__TASK DESCRIPTION__
Keep only the lines from the start of the data through the line containing "positive clicks: (959, 1316) (974, 1371)", and output them exactly.

__SUPPLIED MATERIAL__
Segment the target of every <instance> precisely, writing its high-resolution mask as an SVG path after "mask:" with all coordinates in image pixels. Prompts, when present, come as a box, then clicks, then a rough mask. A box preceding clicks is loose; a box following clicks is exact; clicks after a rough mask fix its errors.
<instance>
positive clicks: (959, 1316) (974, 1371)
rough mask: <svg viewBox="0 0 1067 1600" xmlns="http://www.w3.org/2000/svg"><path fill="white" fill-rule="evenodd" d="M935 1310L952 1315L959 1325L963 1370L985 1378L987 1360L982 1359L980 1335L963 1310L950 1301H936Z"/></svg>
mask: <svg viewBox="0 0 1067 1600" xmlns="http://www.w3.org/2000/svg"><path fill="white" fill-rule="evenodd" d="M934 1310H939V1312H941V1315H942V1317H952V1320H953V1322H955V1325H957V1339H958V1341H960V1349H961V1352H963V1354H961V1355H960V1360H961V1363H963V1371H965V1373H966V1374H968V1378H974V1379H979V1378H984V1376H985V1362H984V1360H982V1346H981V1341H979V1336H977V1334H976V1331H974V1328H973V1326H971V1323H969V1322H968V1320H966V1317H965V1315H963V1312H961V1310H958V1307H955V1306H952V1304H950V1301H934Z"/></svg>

__TASK RESULT__
Segment the target of every <instance> precisely, writing its high-resolution mask as an SVG path after "mask:" with all coordinates in image pixels. Prompts, when present, come as a box, then clicks, then a rough mask. A box preceding clicks is loose; a box following clicks is exact; clicks after a rough mask fix its errors.
<instance>
positive clicks: (959, 1316) (974, 1371)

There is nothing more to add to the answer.